══ Records for the exercise
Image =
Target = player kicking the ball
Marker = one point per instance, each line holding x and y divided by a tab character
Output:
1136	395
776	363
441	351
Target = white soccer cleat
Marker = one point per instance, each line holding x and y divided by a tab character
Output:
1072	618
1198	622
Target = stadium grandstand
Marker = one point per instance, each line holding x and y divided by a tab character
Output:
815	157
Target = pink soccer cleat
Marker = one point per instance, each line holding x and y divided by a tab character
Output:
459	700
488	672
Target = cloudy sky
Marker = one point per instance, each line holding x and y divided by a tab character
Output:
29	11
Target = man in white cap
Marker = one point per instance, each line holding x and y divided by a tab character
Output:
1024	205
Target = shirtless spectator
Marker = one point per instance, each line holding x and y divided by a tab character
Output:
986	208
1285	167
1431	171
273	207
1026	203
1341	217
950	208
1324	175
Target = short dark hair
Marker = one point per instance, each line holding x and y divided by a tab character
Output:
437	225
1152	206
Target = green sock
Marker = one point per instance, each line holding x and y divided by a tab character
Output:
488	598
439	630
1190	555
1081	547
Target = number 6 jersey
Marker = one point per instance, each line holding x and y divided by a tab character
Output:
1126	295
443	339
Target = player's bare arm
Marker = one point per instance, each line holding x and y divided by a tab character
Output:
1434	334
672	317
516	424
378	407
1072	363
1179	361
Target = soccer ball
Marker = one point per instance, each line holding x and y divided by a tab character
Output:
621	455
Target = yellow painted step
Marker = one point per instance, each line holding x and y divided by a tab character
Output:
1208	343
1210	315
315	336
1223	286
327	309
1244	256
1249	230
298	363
════
# What the task asks
Transcribe each entry word for word.

# Solution
Image =
Target = player kicking the ball
Marker = one point per instance, each line holding x and y divided by a tab character
Output:
1136	395
776	363
441	351
Target = white soccer cleat
Marker = one point per instance, each line holding x and y divided by a tab character
Output:
1072	618
1198	622
Target = stadium grandstand
Marker = one point per instance, each line holding x and y divided by a tab character
Output:
815	157
Target = pink soccer cleat
Marker = one point per instance, each line holding x and y divided by a tab character
Output:
459	700
488	672
Target = cloudy sky
Marker = one point per instance, each line holding x and y divided by a tab character
Output:
29	11
Target = man in white cap
Marker = one point per instance, each line holding x and y divided by a tab character
Output:
1024	205
Target = shirtless spectator
Marker = one point per instance, each line holding x and y divided by a tab character
Output:
986	208
1285	167
1431	171
273	207
1026	203
1341	217
950	208
1324	175
Target = short dark hair
Marker = one point per instance, each line holding x and y divided by a tab character
Output:
437	225
1152	206
Target = green sock
Marker = one point per instance, each line holding x and y divided by a tab character
Output:
488	598
439	630
1190	555
1081	547
Target = number 6 jersey
Marker = one point per instance, each line holding x and y divided by a tab character
Output:
1126	295
443	339
Target = player's bare arm
Marker = one point per instance, each line holding x and y divided by a tab character
Output:
1434	334
672	317
516	424
378	407
1072	363
1179	361
Target = soccer ball
Marker = one point per instance, each line holding x and y divided by a tab character
Output:
621	455
Target = yellow painted step
Marker = one point per instance, each line holding x and y divided by a tab character
Output:
1208	343
1210	315
315	336
1223	286
327	309
1244	256
1249	230
298	363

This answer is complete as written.